**Your objective**
An exact copy of every record is needed.

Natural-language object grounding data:

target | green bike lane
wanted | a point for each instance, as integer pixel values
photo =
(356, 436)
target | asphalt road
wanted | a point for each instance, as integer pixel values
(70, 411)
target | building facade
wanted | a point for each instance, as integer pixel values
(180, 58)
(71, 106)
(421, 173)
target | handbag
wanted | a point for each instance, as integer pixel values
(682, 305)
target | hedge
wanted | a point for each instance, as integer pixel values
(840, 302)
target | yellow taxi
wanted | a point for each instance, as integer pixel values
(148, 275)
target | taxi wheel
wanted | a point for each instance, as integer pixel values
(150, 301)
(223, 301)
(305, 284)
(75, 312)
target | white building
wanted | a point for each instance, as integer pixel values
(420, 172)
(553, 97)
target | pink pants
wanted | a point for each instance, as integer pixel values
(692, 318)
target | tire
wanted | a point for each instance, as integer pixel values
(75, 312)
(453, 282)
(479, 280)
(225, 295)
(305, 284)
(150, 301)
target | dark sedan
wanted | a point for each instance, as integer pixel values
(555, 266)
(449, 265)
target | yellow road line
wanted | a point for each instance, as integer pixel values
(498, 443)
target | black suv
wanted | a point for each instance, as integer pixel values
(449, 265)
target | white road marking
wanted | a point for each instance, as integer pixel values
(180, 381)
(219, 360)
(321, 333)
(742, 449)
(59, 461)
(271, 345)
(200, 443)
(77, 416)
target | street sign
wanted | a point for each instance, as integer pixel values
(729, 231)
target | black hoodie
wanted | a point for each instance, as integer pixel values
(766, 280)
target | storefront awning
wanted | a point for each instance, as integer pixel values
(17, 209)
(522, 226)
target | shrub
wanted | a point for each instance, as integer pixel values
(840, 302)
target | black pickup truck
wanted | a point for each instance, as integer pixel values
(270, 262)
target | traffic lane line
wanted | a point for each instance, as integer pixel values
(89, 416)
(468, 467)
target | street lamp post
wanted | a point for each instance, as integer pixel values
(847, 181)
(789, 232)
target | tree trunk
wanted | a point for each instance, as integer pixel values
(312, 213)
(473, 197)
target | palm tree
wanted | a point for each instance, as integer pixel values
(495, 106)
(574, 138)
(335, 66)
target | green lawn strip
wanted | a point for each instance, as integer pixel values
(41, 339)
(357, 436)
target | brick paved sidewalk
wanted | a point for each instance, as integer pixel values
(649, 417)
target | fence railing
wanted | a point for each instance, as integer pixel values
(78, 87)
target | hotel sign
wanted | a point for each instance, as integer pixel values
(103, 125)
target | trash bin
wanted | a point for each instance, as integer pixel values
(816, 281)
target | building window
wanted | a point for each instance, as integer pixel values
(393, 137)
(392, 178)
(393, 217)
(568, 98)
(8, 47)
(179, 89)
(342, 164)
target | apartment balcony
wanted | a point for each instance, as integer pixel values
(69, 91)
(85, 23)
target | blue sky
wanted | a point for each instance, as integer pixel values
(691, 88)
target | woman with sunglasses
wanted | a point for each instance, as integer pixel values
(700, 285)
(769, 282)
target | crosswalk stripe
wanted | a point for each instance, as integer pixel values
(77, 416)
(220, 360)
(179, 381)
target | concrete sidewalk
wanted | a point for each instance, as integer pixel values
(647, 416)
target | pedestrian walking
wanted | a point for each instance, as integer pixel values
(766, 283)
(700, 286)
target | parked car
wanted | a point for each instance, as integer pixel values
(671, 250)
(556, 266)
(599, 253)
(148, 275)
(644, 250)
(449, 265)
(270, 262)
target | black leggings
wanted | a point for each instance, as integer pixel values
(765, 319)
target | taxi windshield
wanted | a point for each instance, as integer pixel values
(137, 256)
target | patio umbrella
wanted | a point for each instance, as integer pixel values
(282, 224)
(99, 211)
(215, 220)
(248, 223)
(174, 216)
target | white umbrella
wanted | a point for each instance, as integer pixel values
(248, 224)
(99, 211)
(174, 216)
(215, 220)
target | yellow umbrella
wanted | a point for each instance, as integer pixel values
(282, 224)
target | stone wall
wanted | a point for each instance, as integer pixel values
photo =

**Solution below**
target | green bike lane
wanted | a point for each instance, as integer pixel values
photo =
(356, 436)
target | asphalt road
wanted | a point for each instance, as integer pixel values
(70, 411)
target | building facade
wanted | a point for each instance, as integer pixel values
(180, 58)
(71, 106)
(421, 173)
target | handbag
wanted | a point for each instance, as integer pixel values
(682, 305)
target | hedge
wanted | a point for each instance, as integer pixel values
(840, 302)
target | yellow taxi
wanted | a point for each instance, as integer pixel values
(148, 275)
target | taxi wheel
wanted | a point for each instance, as integer pixel values
(150, 301)
(223, 301)
(305, 284)
(75, 312)
target | white building
wanted | a point for each instance, as integer pixel values
(420, 172)
(553, 97)
target | pink pants
wanted | a point for each instance, as integer pixel values
(692, 318)
target | tire
wanted | a point for each instance, as integer pixel values
(75, 312)
(453, 282)
(479, 280)
(225, 295)
(305, 284)
(150, 301)
target | dark sedan
wanted | a point for each instance, as integer pixel values
(555, 266)
(449, 265)
target | yellow road line
wanted | a point for each instance, as integer pixel values
(498, 443)
target | black suv
wanted | a point for each instance, as integer pixel values
(449, 265)
target | white road marking
wanted | a point for each instance, as integer pixel values
(180, 381)
(219, 360)
(321, 333)
(742, 449)
(59, 461)
(271, 345)
(200, 443)
(77, 416)
target | street sign
wanted | a point for each instance, as integer pixel values
(729, 231)
target | black hoodie
wanted | a point for each instance, as integer pixel values
(766, 280)
target | storefront awning
wanted | a point for each instance, as integer pixel values
(17, 209)
(522, 226)
target | shrub
wanted | a point for each instance, as integer pixel values
(840, 302)
target | black pickup truck
wanted | a point for each instance, as integer pixel values
(270, 262)
target | traffic lane line
wanted | a point for each instance, as integer pixel values
(89, 416)
(468, 467)
target | street lamp post
wanted | a point for each instance, as integer pixel values
(847, 181)
(789, 232)
target | tree trunk
wanted | a point for each instance, as integer pixel values
(312, 213)
(473, 197)
target | palm tree
wanted | a point for each instance, as integer pixel values
(495, 106)
(574, 138)
(335, 66)
target | green lawn strip
wanted | a point for each instance, as integer pixel values
(41, 339)
(357, 436)
target | brick paved sidewalk
wanted | a point for each instance, as integer pixel values
(649, 417)
target | fence railing
wanted | a point for each instance, as integer pixel values
(78, 87)
target | hotel sign
wanted | a point for each instance, as integer pixel values
(103, 125)
target | trash bin
wanted | a point for each instance, as integer pixel values
(816, 281)
target | building window
wanted | a point for each instance, as integer pixel values
(393, 137)
(392, 178)
(393, 217)
(568, 98)
(8, 47)
(179, 89)
(342, 164)
target | apartment balcony
wanted | a point for each instance, as integer pixel values
(69, 91)
(85, 23)
target | blue sky
wanted | a point for each instance, as integer pixel values
(691, 88)
target | woman with sunglasses
wanted | a point for each instance, as integer pixel values
(700, 285)
(769, 282)
target | crosswalk stripe
wanted | a point for each instance, as integer pixel values
(77, 416)
(220, 360)
(179, 381)
target | concrete sidewalk
wanted | a point for each instance, as integer pixel values
(647, 416)
target | pedestrian walking
wanted | a point for each instance, as integer pixel values
(766, 283)
(700, 286)
target | parked car
wanted | a point for each instance, as integer pixel values
(671, 250)
(556, 266)
(599, 253)
(148, 275)
(644, 250)
(449, 265)
(270, 262)
target | black leggings
wanted | a point for each instance, as integer pixel values
(765, 319)
target | taxi windshield
wanted | a point for each instance, as integer pixel values
(137, 256)
target | patio umbrella
wanted | a point for each instance, as integer pixel values
(282, 224)
(99, 211)
(215, 220)
(248, 223)
(174, 216)
target | white umbrella
wanted | a point for each instance, as integer pixel values
(248, 224)
(99, 211)
(174, 216)
(215, 220)
target | yellow umbrella
wanted | a point for each instance, as integer pixel values
(282, 224)
target | stone wall
wanted | a point for each instance, as integer pixel values
photo =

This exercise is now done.